[Extrait du texte]
■ ■ ■ ■
La position de Copacabana, enclave en territoire highlander, ainsi que l’opposition sociopolitique marquée entre les deux nations a toujours été un puissant moteur pour de nombreux trafics. Le fait que, d’une part, Copacabana soit un starport, d’autre part que la Fédération des hautes-terres ait aussi mauvaise réputation est un facteur aggravant.

Qui trafique ?

Selon la blague habituelle : tout le monde. Plus précisément, c’est principalement le fait des transporteurs, surtout les chauffeurs routiers : en même temps que les marchandises légales, il y a toujours quelques éléments plus ou moins discrets, qui ne figurent pas sur les bordereaux de livraison.

Il serait d’ailleurs faux de penser qu’il n’y a que les Copacajuns qui passent des trucs en douce, ni que ça ne va que dans le sens Copa-Gabyland. Les Highlanders font pareil et des quantités indécentes de matériel électronique de loisir, de fabrication highlander, entrent dans la Ville libre sans acquitter de forts coûteux droits de douane – et sont souvent réexpédiées ailleurs sur Terre (en bénéficiant de tarifs douaniers bien plus avantageux). Souvent, les trafiquants font les deux : trucs illicites vers la Fédération des hautes-terres et, au retour, contrebande vers Copacabana ; ce serait bête de faire le trajet à vide…

De façon générale, ce trafic est une opération artisanale : s’il existe des réseaux de contacts, fourgues, entrepôts et autres courtiers en documents officiels plus vrais que nature, cela reste une activité qui n’a d’organisé que le nom. Au cours des années, plusieurs organisations criminelles (de part et d’autre de la frontière) ont essayé de mettre le grappin dessus, mais elles se sont toujours heurtées à une opposition farouche des habitués. Le milieu des transporteurs, malgré tous ses grenouillages, peut faire montre d’une solidarité sans faille face à une menace extérieure de ce genre – et la Condor est d’autant plus bienveillante envers les trafiquants locaux, raisonnablement inoffensifs, qu’elle est brutale envers les mafias importées.

La seule exception reste les « mafias africaines », qui ont un quasi-monopole sur les mouvements de marchandises entre le continent africain et Copacabana – mais, là encore, ce n’est pas tant une véritable mafia qu’un terme générique pour parler des réseaux entre les « Afros » de Copacabana, les « cousins » du continent et d’autres diasporas africaines en Amérique du Sud.

ANPA et autres magouilles

Il existe d’autres trafics, entre Copacabana et la Fédération voisine, qui sont vus d’un nettement plus mauvais œil par les deux parties : ceux qui impliquent l’Allied Native People of America (ANPA) et/ou les services secrets highlanders (enfin, un des).
■ ■ ■ ■
[Enregistrements fournis]
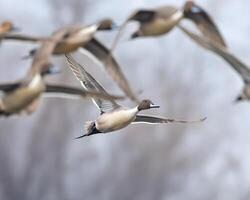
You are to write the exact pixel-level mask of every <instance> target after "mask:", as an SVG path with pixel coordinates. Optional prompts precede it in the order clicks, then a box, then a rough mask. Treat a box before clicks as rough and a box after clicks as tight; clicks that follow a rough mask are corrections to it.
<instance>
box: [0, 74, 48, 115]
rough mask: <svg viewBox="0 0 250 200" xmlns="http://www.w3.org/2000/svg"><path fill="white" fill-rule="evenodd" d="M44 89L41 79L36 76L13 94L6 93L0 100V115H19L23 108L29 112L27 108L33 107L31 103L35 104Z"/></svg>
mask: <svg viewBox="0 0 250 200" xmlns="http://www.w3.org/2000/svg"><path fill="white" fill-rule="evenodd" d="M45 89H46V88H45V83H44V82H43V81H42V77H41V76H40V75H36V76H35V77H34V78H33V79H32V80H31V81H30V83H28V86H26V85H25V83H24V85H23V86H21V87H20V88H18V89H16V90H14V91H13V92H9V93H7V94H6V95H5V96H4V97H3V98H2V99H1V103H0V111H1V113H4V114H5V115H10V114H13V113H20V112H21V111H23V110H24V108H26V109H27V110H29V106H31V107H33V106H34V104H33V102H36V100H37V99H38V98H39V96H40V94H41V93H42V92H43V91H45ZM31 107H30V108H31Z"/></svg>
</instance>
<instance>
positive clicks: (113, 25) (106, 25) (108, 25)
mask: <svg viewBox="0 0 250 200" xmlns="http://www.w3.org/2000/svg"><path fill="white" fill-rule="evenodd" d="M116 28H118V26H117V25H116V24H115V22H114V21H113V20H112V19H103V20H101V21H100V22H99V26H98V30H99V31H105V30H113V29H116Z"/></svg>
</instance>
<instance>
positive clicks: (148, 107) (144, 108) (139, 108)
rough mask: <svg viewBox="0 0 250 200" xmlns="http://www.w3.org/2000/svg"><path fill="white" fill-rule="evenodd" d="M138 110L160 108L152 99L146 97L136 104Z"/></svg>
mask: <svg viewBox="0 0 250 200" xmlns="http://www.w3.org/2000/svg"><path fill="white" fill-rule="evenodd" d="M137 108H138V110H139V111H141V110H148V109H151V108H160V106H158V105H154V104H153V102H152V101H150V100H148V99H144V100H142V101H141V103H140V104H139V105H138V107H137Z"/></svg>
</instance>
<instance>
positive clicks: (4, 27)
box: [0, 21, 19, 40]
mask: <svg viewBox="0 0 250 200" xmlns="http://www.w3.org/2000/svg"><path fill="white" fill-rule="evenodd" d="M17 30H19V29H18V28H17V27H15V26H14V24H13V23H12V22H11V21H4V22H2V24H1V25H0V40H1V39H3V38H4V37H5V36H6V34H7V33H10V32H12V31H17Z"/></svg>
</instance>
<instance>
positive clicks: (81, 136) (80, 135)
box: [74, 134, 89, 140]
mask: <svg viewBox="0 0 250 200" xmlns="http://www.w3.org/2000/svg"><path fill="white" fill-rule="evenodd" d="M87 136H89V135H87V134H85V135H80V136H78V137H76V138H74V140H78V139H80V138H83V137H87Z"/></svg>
■ ■ ■ ■
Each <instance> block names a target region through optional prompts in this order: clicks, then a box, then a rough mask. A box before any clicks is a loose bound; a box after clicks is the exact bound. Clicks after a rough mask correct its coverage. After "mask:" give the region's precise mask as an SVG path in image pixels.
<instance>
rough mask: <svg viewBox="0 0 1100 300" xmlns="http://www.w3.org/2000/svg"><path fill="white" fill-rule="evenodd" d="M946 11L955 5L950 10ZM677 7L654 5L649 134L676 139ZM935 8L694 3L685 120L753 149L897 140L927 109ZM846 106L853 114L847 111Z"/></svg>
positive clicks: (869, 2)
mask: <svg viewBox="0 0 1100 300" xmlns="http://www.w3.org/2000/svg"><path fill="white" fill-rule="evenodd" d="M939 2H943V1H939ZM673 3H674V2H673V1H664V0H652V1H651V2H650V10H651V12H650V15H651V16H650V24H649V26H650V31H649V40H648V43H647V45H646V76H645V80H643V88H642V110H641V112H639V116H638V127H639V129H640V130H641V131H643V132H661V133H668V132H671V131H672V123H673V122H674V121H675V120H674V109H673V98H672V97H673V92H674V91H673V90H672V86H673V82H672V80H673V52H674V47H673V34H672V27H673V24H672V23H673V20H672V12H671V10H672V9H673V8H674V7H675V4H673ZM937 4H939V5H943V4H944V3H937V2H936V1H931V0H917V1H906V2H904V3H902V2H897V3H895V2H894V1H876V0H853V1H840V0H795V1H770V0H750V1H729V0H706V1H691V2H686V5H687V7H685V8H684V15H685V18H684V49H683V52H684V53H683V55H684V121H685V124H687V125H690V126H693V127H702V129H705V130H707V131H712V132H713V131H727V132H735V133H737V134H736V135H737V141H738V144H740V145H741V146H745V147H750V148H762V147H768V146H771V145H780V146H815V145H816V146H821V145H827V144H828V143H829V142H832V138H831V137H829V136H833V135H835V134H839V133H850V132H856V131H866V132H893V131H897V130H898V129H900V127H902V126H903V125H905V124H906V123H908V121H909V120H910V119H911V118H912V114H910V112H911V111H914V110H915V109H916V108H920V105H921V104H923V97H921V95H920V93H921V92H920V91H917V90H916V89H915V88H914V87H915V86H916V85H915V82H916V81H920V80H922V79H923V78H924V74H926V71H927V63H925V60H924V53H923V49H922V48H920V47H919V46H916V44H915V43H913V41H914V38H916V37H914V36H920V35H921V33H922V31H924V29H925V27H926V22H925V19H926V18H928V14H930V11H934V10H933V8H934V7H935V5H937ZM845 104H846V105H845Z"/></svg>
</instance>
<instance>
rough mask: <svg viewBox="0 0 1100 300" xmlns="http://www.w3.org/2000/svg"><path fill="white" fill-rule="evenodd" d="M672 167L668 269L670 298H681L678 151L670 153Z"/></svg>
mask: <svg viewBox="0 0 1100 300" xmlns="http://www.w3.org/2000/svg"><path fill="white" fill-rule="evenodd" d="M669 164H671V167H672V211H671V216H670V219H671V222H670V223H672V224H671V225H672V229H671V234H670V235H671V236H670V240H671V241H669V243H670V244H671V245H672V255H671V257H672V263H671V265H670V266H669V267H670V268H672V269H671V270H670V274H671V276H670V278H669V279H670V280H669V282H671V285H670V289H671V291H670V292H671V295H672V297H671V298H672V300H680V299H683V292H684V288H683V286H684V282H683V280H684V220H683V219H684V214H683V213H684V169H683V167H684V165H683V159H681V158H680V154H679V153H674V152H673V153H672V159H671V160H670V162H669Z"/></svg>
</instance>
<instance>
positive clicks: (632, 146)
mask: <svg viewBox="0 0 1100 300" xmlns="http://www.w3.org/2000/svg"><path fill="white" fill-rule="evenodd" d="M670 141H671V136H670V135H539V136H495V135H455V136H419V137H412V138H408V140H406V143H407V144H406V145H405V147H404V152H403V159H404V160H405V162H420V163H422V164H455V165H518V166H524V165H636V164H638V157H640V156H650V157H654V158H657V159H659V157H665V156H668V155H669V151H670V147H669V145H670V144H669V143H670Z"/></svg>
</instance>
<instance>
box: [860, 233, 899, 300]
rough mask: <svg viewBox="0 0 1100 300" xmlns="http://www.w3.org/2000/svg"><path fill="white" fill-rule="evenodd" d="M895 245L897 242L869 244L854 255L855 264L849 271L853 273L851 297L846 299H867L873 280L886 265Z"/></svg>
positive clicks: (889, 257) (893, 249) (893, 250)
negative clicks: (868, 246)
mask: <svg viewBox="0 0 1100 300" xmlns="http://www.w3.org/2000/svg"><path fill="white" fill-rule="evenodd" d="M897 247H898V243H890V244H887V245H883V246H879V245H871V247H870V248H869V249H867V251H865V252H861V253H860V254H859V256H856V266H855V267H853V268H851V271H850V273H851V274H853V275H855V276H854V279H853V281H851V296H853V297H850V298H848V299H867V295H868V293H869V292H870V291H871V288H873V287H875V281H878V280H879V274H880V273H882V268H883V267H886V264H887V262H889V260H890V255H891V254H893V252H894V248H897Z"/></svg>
■ ■ ■ ■
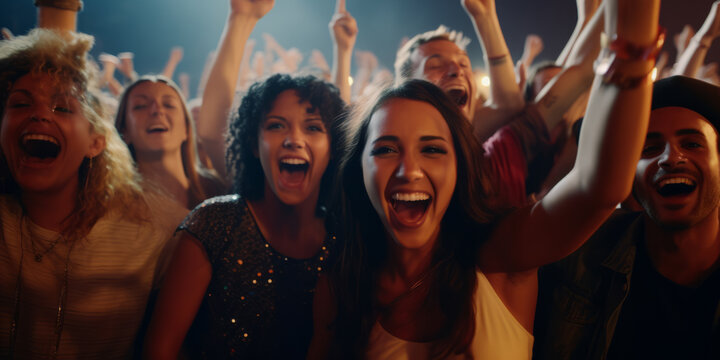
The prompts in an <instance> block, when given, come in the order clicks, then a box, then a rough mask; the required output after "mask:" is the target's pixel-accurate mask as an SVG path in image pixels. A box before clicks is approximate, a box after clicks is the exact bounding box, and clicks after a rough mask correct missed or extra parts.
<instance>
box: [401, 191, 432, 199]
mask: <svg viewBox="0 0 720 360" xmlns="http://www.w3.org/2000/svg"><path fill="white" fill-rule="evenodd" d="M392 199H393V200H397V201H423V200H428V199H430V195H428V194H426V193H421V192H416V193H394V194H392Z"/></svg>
■ ■ ■ ■
[Problème à résoudre] Recopiez sans rien changer le passage du texte sur les trafics de Copacabana qui s'ouvre sur les mots « Qui trafique ? » et se termine par « bordereaux de livraison. ».

[Tâche accomplie]
Qui trafique ?

Selon la blague habituelle : tout le monde. Plus précisément, c’est principalement le fait des transporteurs, surtout les chauffeurs routiers : en même temps que les marchandises légales, il y a toujours quelques éléments plus ou moins discrets, qui ne figurent pas sur les bordereaux de livraison.